Problem:
Format every line of the listing below as a numbered list, leaving out any blank lines.

Lines of data:
** begin **

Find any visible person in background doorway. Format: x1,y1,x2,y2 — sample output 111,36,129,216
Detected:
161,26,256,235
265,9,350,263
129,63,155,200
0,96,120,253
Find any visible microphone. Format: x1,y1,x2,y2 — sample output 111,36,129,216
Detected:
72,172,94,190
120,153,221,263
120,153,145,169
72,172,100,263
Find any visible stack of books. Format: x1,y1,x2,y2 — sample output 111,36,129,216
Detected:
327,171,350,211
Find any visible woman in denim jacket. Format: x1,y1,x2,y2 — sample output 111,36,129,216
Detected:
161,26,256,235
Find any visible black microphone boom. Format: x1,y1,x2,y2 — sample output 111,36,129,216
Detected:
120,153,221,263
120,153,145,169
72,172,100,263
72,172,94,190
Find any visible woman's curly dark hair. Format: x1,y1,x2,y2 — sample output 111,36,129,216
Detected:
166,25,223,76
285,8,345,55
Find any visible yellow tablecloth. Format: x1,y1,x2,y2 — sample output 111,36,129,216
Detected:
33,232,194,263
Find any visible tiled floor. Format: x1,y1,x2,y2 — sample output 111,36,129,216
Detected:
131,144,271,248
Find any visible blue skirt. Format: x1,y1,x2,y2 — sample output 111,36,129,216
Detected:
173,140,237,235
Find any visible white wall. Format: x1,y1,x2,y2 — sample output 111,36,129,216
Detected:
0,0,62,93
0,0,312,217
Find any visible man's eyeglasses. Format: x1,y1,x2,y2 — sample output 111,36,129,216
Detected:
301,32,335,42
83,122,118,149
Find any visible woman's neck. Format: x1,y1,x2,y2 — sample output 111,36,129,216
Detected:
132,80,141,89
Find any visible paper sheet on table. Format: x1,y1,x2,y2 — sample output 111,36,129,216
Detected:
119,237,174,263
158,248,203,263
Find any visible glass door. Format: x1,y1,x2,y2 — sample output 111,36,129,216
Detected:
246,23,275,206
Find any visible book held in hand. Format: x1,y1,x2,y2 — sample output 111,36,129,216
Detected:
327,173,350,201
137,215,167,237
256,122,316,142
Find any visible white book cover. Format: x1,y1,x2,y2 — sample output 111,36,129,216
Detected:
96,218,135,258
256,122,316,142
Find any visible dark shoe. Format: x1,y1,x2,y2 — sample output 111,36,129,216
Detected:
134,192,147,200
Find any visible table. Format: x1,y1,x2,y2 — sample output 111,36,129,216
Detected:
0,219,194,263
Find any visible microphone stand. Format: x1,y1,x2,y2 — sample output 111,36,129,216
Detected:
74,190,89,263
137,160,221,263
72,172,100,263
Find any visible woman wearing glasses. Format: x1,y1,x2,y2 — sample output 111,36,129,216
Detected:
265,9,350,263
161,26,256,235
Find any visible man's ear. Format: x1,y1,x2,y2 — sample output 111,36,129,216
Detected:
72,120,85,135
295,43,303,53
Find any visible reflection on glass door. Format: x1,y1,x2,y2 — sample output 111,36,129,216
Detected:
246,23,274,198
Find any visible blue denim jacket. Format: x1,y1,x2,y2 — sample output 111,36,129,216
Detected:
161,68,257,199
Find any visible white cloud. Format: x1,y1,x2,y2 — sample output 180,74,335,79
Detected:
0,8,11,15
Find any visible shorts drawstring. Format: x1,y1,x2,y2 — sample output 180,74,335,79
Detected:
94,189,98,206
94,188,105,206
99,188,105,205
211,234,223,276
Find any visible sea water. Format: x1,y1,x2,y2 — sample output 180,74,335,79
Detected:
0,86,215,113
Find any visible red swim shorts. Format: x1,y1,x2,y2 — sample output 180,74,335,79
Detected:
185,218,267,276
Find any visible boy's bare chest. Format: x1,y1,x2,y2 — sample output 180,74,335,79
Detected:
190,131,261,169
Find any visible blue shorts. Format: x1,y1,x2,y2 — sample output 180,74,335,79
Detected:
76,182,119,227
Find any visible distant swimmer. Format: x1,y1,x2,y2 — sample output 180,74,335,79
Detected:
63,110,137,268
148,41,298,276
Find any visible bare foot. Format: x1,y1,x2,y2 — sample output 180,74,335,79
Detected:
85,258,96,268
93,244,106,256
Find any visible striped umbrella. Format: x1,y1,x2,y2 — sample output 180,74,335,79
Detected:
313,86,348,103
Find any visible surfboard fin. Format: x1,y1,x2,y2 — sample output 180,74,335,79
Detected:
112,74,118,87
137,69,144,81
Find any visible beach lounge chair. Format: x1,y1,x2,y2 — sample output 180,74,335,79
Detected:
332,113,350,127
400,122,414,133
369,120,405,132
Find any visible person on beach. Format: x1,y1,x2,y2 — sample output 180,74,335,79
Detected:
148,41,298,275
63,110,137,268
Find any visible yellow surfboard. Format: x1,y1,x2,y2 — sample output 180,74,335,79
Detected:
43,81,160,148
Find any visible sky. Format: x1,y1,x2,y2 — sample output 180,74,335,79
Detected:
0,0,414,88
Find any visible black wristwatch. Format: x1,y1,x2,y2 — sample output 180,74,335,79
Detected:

** end **

Exercise solution:
1. Find any visible person in background doorway. Format: x1,y1,x2,y2 — sample output 111,36,129,216
2. Detected:
3. 161,26,256,235
4. 265,9,350,263
5. 129,63,155,200
6. 0,96,120,253
7. Find any visible microphone. Format: x1,y1,x2,y2 — sample output 111,36,129,216
8. Detected:
9. 72,172,94,190
10. 120,153,221,263
11. 120,153,145,169
12. 72,172,100,263
13. Find any visible stack of books. Format: x1,y1,x2,y2 — sample output 111,36,129,216
14. Detected:
15. 327,171,350,211
16. Find any visible woman in denim jacket. Format: x1,y1,x2,y2 — sample output 111,36,129,216
17. Detected:
18. 161,26,256,235
19. Find any visible black microphone boom. Format: x1,y1,x2,y2 — sample output 111,36,129,216
20. Detected:
21. 120,153,221,263
22. 120,153,145,169
23. 72,172,100,263
24. 72,172,94,190
25. Find any visible woman's curly dark hair. Format: x1,y1,x2,y2 — sample output 111,36,129,216
26. Detected:
27. 166,25,223,76
28. 285,8,345,55
29. Find any visible yellow tablecloth. Format: x1,y1,x2,y2 — sample output 111,36,129,216
30. Detected:
31. 33,232,194,263
32. Find any visible tiled floor. Format: x1,y1,x2,y2 — sample output 111,36,129,216
33. Detected:
34. 131,144,271,248
35. Find any visible blue skirt. Format: x1,y1,x2,y2 — sample output 111,36,129,216
36. Detected:
37. 173,140,237,235
38. Find any visible white wall. Format: x1,y1,x2,y2 — sample output 111,36,129,216
39. Detected:
40. 0,0,62,93
41. 0,0,312,217
42. Find any visible man's eyeglasses. Format: x1,y1,x2,y2 — sample output 111,36,129,216
43. Detected:
44. 301,32,335,42
45. 83,122,118,149
46. Find any visible woman's neck. Format: x1,y1,x2,y2 — sample output 111,36,129,216
47. Detected:
48. 132,80,141,89
49. Find any visible paper sheet on table. Format: x1,y1,x2,y2 — sample output 111,36,129,216
50. Detected:
51. 119,237,174,263
52. 158,248,203,263
53. Find any visible glass door. Format: x1,y1,x2,y2 — sample output 111,36,129,216
54. Detected:
55. 246,23,275,206
56. Find any visible book held in hand. Format: x1,y1,x2,y2 — sample output 111,36,129,216
57. Detected:
58. 327,173,350,201
59. 137,215,167,237
60. 256,122,316,142
61. Find any visible white book cover. Format: x1,y1,x2,y2 — sample output 111,36,129,216
62. Detected:
63. 96,218,135,258
64. 256,122,316,142
65. Find any visible dark shoe. Format: x1,y1,x2,y2 — sample output 111,36,129,216
66. Detected:
67. 134,192,147,200
68. Find any visible table. Format: x1,y1,x2,y2 — sample output 111,36,129,216
69. Detected:
70. 0,219,194,263
71. Find any visible microphone stand. Format: x1,y1,x2,y2 — sample output 111,36,129,216
72. Detected:
73. 74,190,89,263
74. 137,160,221,263
75. 72,172,100,263
76. Find any visible woman wearing glasses. Format: x1,y1,x2,y2 — sample output 111,36,129,216
77. Detected:
78. 265,9,350,263
79. 161,26,256,235
80. Find any visible man's ear. Format: x1,y1,x2,y2 — sample output 111,36,129,216
81. Detected:
82. 72,120,85,135
83. 295,43,303,53
84. Find any visible reflection on glass door. Format: x1,y1,x2,y2 — sample output 111,36,129,216
85. Detected:
86. 246,23,274,198
87. Find any visible blue denim jacket. Format: x1,y1,x2,y2 — sample output 111,36,129,216
88. Detected:
89. 161,68,257,199
90. Find any visible white cloud. Format: x1,y1,x2,y2 — sample output 180,74,335,79
91. Detected:
92. 0,8,11,15
93. Find any visible shorts drawstring. Format: x1,y1,x2,y2 — sample output 180,74,335,79
94. Detected:
95. 94,189,98,206
96. 94,188,105,206
97. 99,188,105,205
98. 211,234,223,276
99. Find any visible sea water. Format: x1,y1,x2,y2 — sample output 180,74,335,79
100. Detected:
101. 0,86,215,113
102. Find any visible red swim shorts. Format: x1,y1,x2,y2 — sample output 180,74,335,79
103. Detected:
104. 185,218,267,276
105. Find any visible boy's bare chest. Format: x1,y1,x2,y2 — sample output 180,74,335,79
106. Detected:
107. 190,131,261,169
108. Find any visible blue shorts. Format: x1,y1,x2,y2 — sample output 180,74,335,79
109. Detected:
110. 76,182,119,227
111. Find any visible distant swimmer. Format: x1,y1,x2,y2 — sample output 180,74,335,79
112. Detected:
113. 63,110,137,268
114. 148,41,298,276
115. Find any visible bare foot. Format: x1,y1,x2,y2 — sample output 180,74,335,79
116. Detected:
117. 85,258,96,268
118. 93,244,106,256
119. Find any visible striped umbrella. Format: x1,y1,x2,y2 — sample output 180,74,335,79
120. Detected:
121. 313,86,348,103
122. Find any visible surfboard fin. Format: x1,y1,x2,y2 — sample output 180,74,335,79
123. Detected:
124. 112,74,118,87
125. 137,69,144,81
126. Find any visible beach lounge chair. Format: x1,y1,x2,y2 — sample output 180,74,335,79
127. Detected:
128. 332,113,350,127
129. 400,122,414,133
130. 369,120,405,132
131. Find any visible person on beach. Format: x1,y1,x2,y2 — sample output 180,74,335,79
132. Detected:
133. 148,41,298,275
134. 63,110,137,268
135. Find any visible yellow surfboard. Format: x1,y1,x2,y2 — sample output 180,74,335,79
136. Detected:
137. 43,81,160,148
138. Find any visible sky. Format: x1,y1,x2,y2 — sample output 180,74,335,79
139. Detected:
140. 0,0,414,88
141. Find any visible black wristwatch. Format: x1,y1,x2,y2 — sample output 180,74,335,79
142. Detected:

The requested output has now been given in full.